··· 抜粋テキスト
ベストセラーとなった『マンガ認知症』('20年/ちくま新書)の続編で、今回はより実際的な問題として、認知症の施設介護にどう取り組むかを、認知症の心理学と介護の仕組みの両面から取り上げています(各章の冒頭に体験的マンガがあって、その後に解説がくるスタイルは前著と同じ)。
今回は、「介護事業を立ち上げ現場を見続けて30年」という「暮らしネットえん」の小島美里代表理事も執筆チームに加わっています(マンガでは若々しいが、経歴的にはベテラン。そう言えば、佐藤眞一先生もマンガでは若々しいが、いつの間にか大学の教授から名誉教授になっている。敢えて若く描いて"権威主義"的な色合いを出さないようにする配慮か)。
施設介護の最初に来る大事な選択は、「どの老人ホームのどれを選ぶか」ということであり、老人ホームの種類には7種類あり、「民間型にすまい」としての①有料老人ホーム(介護付き・住宅型)、②(サービス付き)高齢者向け住宅、③グループホーム、そして「公共型のすまい」としての④ケアハウス(一般型・介護型)、さらに「公共型の施設」としての⑤特別養護老人ホーム、⑥介護老人保健施設、⑦介護医療院、があるとしています。
······
- _作業指示_:
**A.** 認知症介護の本の紹介文では、老人ホームの種類はいくつあるとされているか。
**B.** 認知症介護の本の紹介文の続きを、最後の文の後から書いてください。
記録はこの作業には一切関わらない。
··· 保存データ
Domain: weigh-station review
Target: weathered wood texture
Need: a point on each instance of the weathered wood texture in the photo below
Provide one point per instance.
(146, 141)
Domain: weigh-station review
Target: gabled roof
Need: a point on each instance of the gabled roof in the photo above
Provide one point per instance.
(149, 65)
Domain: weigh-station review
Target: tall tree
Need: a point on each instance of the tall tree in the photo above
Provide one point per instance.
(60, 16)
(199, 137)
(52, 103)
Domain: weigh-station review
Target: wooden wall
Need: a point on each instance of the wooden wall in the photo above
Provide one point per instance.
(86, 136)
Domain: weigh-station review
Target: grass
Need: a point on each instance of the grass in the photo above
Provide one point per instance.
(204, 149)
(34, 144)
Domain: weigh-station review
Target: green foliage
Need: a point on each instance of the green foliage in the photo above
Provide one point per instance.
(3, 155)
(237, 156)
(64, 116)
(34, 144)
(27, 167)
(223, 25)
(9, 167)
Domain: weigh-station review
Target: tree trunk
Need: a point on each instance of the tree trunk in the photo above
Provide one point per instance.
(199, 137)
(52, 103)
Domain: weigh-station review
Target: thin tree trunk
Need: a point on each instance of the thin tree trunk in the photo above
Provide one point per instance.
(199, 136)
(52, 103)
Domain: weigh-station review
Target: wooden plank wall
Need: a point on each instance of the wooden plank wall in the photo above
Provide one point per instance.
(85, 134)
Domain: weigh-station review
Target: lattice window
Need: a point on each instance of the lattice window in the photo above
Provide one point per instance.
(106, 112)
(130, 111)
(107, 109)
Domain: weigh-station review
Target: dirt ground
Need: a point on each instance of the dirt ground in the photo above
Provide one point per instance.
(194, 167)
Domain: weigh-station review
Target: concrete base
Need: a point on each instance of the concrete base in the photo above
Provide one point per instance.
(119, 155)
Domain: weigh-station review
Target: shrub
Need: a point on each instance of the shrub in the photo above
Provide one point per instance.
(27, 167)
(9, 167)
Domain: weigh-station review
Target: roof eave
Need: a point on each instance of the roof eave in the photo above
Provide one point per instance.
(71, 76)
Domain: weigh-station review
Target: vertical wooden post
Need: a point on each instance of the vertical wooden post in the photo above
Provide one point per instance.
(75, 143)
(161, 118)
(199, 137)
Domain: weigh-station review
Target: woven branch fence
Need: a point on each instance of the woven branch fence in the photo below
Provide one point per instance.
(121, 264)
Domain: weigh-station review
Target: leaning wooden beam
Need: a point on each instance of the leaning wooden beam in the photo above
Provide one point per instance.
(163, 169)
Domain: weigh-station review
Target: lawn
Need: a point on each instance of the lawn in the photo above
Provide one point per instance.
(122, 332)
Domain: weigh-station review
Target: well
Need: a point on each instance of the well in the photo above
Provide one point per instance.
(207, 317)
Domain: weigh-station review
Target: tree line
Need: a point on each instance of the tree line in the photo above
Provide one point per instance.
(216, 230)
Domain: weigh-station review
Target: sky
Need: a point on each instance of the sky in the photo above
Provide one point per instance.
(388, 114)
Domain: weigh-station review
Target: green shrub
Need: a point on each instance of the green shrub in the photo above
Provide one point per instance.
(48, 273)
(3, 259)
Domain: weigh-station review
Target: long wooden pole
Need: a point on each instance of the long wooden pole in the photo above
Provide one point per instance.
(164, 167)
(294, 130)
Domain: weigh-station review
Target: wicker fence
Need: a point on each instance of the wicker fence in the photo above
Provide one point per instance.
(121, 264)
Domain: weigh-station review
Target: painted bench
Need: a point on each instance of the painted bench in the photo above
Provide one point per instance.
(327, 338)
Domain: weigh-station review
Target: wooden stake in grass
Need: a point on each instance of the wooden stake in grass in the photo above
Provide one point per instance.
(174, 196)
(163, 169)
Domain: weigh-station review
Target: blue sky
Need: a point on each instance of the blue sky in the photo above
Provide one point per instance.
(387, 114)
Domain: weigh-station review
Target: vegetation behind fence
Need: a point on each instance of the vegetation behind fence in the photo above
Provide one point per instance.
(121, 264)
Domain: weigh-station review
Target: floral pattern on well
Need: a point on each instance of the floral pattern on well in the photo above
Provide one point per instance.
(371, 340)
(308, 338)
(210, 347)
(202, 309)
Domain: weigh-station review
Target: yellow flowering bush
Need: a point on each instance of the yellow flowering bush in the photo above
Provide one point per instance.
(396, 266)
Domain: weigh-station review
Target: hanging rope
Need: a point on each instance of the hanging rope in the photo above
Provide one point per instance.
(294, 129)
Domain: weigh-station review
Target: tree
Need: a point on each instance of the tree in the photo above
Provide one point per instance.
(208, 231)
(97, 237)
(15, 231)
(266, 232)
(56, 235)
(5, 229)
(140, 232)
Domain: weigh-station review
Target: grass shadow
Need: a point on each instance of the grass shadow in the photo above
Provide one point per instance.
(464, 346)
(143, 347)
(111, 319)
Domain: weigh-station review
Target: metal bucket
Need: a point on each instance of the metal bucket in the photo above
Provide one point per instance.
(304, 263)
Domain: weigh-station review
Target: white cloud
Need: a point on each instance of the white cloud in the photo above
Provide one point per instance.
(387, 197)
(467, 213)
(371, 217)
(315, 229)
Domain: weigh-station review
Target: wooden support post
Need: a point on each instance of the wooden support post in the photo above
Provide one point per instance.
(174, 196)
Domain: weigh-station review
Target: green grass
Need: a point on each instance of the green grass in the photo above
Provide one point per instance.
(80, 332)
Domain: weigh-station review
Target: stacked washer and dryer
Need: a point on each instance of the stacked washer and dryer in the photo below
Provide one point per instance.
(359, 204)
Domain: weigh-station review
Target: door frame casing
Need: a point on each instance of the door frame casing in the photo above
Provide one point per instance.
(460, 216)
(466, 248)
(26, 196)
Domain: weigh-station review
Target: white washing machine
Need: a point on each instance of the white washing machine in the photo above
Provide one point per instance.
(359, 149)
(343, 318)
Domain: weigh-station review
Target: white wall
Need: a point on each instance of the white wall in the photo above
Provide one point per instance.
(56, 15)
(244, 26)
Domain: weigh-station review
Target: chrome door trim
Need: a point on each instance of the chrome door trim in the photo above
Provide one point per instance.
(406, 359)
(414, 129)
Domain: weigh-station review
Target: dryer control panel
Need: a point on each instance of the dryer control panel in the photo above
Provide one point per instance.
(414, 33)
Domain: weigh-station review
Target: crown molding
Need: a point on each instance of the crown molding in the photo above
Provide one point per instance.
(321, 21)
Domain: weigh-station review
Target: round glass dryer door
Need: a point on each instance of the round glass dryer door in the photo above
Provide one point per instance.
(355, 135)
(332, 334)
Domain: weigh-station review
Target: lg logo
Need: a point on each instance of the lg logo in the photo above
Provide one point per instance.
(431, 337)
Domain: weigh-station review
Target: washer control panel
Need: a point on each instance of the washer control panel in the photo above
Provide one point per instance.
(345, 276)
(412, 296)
······
··· 保存データ
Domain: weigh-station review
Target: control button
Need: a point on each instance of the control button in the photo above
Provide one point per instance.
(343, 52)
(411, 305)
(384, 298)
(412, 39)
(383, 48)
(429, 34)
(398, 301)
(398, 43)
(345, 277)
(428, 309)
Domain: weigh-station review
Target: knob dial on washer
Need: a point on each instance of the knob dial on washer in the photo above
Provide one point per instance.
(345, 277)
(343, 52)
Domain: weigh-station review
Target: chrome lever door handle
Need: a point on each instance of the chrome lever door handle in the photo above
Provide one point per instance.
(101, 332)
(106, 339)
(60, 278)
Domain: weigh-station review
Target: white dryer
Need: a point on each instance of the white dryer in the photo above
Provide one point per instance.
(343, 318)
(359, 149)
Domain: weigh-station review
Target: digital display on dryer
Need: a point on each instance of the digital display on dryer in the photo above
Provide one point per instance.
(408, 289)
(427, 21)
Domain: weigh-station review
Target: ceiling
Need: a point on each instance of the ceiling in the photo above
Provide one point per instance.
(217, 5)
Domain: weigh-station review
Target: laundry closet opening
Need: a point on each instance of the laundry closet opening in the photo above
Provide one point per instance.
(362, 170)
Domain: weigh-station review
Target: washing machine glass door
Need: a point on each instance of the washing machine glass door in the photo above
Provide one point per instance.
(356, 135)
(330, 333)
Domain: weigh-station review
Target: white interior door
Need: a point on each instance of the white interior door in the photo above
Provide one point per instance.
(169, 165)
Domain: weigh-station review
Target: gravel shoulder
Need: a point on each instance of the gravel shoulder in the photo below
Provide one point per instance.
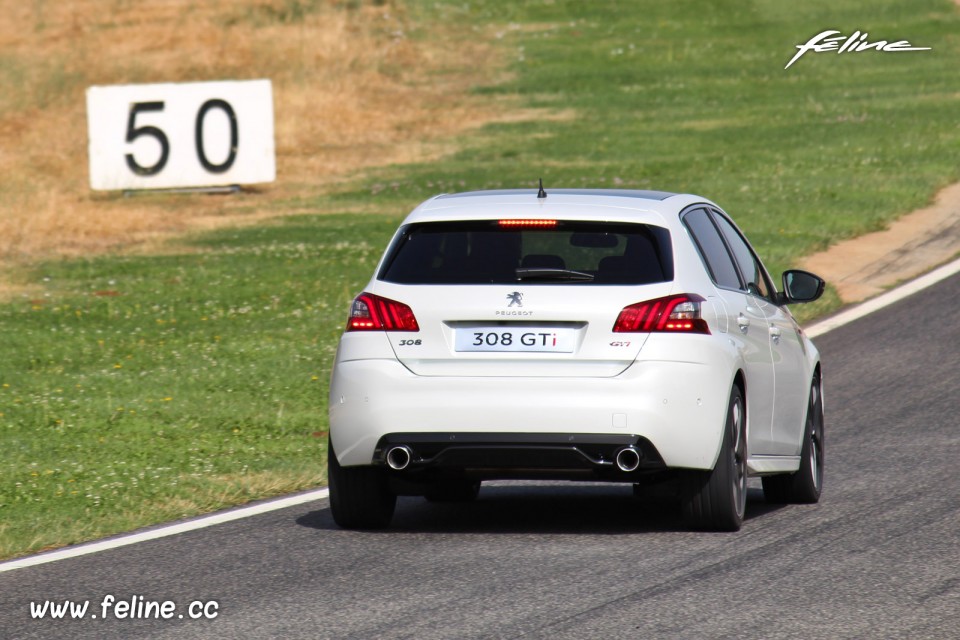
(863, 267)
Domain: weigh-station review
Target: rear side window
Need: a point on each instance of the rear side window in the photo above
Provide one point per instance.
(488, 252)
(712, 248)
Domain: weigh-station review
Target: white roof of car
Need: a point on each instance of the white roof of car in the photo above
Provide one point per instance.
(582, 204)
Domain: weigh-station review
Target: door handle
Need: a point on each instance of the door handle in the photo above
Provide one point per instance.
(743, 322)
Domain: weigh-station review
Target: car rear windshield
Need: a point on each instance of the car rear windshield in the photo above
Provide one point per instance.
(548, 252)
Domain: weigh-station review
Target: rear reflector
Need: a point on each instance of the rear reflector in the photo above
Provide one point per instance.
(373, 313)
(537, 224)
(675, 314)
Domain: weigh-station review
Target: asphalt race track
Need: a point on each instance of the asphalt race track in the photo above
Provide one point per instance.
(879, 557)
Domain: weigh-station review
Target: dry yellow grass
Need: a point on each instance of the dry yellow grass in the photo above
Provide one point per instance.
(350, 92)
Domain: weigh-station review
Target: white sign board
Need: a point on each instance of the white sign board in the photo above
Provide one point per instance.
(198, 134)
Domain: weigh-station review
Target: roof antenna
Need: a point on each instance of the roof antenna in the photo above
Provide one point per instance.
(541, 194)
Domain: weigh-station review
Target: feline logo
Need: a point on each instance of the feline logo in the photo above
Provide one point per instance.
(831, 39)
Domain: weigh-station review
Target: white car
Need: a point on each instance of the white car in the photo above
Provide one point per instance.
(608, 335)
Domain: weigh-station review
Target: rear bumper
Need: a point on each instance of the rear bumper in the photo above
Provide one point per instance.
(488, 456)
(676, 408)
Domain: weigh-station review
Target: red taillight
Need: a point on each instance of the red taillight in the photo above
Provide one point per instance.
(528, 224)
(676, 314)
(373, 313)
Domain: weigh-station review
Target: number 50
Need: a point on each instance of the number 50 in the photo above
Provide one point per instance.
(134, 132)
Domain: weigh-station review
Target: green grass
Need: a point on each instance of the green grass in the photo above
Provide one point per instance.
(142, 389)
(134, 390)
······
··· 保存データ
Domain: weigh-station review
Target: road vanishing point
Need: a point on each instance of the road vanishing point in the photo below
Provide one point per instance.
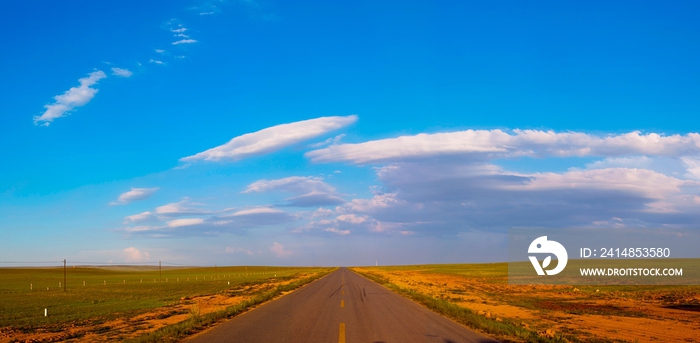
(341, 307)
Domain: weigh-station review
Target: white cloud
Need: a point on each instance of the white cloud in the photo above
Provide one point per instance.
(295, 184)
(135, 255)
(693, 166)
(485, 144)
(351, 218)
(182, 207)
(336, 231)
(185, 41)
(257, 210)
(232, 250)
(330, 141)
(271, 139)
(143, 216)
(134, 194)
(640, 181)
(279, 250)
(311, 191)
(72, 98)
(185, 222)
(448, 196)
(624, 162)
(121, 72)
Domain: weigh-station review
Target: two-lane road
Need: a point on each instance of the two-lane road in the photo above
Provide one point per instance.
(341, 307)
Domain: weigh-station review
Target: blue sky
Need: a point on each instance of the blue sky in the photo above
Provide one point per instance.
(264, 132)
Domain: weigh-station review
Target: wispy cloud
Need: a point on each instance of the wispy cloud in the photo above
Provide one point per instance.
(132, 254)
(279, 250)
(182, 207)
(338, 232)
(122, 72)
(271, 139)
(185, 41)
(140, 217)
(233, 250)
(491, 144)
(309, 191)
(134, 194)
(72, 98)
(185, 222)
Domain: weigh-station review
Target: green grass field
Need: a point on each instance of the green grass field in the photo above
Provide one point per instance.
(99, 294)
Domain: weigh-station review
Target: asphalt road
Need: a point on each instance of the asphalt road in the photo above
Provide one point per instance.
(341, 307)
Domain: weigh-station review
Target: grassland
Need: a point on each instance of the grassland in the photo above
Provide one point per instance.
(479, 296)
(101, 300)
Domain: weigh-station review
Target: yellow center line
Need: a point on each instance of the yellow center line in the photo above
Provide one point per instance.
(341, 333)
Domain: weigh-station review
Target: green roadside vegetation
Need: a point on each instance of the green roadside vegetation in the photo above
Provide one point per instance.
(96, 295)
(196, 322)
······
- _解答例_:
**A.** 7種類。

**B.**
それぞれの入居金や月額費用、入居条件、さらには認知症の度合いなども示されていますが、認知症の人には「グループホーム」と「特別養護老人ホーム(「特養」)」が向いているとしています。ただし、「特養」は要介護3以上が入居要件であり、したがって、特に大きい病気がなく要介護1・2レベルであれば、「グループホーム」が第1の選択肢になるとにことです。
最近注目されている「(サービス付き)高齢者向け住宅(サ高住)」は、ここで言う「サービス」というのは介護ではなく「安否確認と相談」のことなので、小島美里氏らは「サービスなし高齢者住宅」と呼んでいるとか(各部屋にトイレや水回りがあるのは魅力的だが、認知症に限らず、年を重ねて体の具合が悪くなって要介護度が高くなると、住み続けることが難しくなる場合もある。さらに、費用の支払いが維持できなくなる怖れがあるとういう問題も)。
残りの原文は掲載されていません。